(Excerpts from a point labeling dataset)
— BEGIN —
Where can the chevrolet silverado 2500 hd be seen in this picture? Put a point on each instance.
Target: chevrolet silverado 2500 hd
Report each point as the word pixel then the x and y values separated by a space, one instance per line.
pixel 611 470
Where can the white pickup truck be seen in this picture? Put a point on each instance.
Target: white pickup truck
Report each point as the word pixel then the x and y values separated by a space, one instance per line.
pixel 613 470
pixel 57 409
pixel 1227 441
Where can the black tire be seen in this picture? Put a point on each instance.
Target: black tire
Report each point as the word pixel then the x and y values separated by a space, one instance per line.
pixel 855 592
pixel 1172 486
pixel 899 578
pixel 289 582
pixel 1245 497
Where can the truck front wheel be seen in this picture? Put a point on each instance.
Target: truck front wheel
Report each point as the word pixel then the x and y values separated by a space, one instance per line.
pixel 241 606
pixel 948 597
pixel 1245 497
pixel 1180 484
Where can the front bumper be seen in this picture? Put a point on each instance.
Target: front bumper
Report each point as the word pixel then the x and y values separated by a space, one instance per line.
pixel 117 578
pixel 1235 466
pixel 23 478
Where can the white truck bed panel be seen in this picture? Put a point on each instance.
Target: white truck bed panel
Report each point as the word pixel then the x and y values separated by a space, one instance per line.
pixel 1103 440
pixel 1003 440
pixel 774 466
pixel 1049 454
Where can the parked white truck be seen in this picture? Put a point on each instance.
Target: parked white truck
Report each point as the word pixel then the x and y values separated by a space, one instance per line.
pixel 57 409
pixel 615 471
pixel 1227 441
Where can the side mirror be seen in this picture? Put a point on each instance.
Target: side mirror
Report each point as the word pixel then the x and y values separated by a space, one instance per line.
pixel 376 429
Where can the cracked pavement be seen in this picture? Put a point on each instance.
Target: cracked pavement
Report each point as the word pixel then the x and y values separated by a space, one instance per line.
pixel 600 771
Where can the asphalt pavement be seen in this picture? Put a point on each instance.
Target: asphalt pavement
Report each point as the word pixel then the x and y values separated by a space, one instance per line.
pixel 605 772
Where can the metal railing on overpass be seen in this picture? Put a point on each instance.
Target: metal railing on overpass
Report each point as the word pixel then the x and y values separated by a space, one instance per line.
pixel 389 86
— END —
Problem details: Please copy out, word for word, everything from the start of the data down to the line containing "pixel 611 470", including both of those lines.

The response:
Where can the chevrolet silverado 2500 hd be seen in this picture? Put a point on each instance.
Target: chevrolet silverado 2500 hd
Report each point as the word pixel then the x and y values separated by a space, one instance per line.
pixel 611 470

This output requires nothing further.